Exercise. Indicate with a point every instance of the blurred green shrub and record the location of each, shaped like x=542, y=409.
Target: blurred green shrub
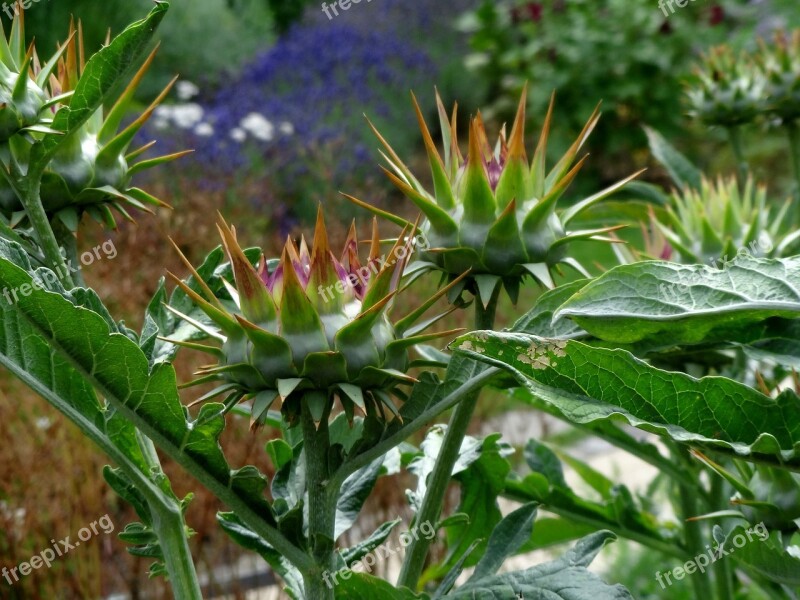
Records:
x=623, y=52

--

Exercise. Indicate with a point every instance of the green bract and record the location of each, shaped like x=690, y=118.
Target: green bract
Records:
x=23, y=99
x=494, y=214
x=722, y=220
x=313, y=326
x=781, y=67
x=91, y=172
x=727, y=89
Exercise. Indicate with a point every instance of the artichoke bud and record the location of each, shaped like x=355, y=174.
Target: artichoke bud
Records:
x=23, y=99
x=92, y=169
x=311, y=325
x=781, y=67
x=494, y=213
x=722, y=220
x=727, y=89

--

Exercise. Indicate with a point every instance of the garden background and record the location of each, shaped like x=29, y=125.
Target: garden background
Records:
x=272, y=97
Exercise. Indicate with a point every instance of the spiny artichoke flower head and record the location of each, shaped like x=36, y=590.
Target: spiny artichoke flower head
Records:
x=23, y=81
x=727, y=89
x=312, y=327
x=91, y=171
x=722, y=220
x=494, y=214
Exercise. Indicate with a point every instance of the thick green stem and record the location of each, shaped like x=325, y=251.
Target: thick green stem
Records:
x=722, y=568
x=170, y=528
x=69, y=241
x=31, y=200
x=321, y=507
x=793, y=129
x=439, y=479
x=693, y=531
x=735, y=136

• [REQUIREMENT] Count the rows above that contain the string "blurred", matching case exactly. Reply with the number alone.

• [RESPONSE TO THIS EXERCISE] 2